(Source data)
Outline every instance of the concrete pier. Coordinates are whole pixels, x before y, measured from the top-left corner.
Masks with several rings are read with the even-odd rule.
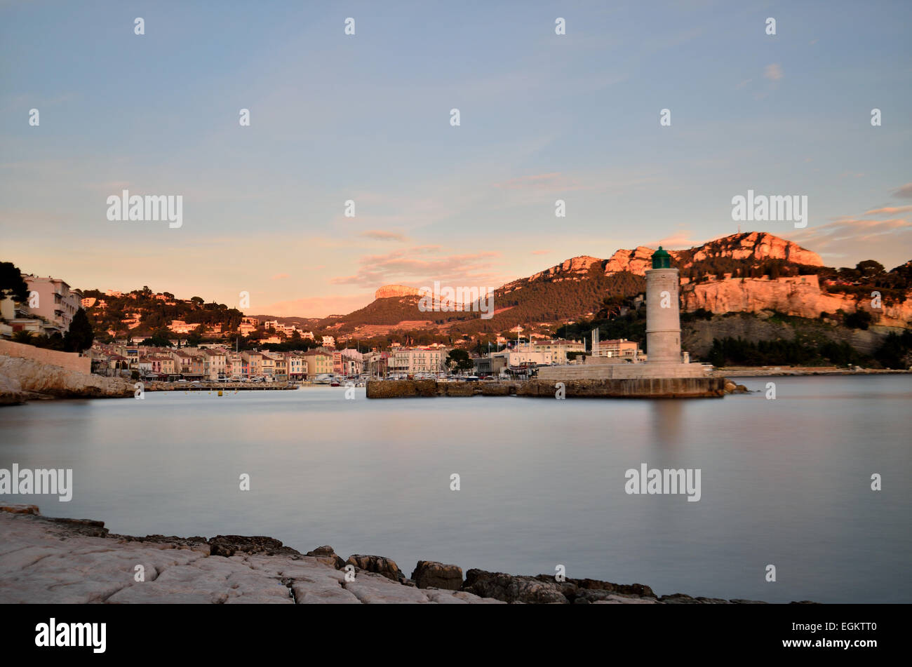
[[[564,384],[567,398],[717,398],[725,395],[724,377],[633,379],[533,379],[514,382],[370,380],[368,398],[430,396],[541,396],[554,398]]]

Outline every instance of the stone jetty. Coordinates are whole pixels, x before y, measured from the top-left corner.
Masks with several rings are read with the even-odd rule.
[[[717,398],[741,387],[724,377],[534,378],[509,382],[368,380],[368,398],[476,395],[554,398],[560,389],[559,385],[563,385],[566,398]],[[741,391],[743,387],[737,390]]]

▶ [Task]:
Please rewrite the lines above as a JSON list of strings, one string per line, skipping any blank lines. Leave the pictures out of your answer.

▶ [Exercise output]:
[
  "Outline every instance of the concrete pier. Coordinates are whole pixels, x before y, measured from the top-left corner.",
  "Masks with several rings are read with the even-odd rule.",
  "[[[564,384],[567,398],[717,398],[725,395],[724,377],[633,379],[533,379],[514,382],[370,380],[368,398],[430,396],[541,396],[554,398]]]",
  "Outline every instance of the stone jetty. Coordinates are whole pixels, x before y, measured from the top-left corner.",
  "Masks with several rings are read with the even-odd rule.",
  "[[[717,398],[741,387],[724,377],[534,378],[509,382],[368,380],[368,398],[476,395],[554,398],[560,389],[559,385],[563,385],[566,398]],[[741,391],[743,387],[737,390]]]"
]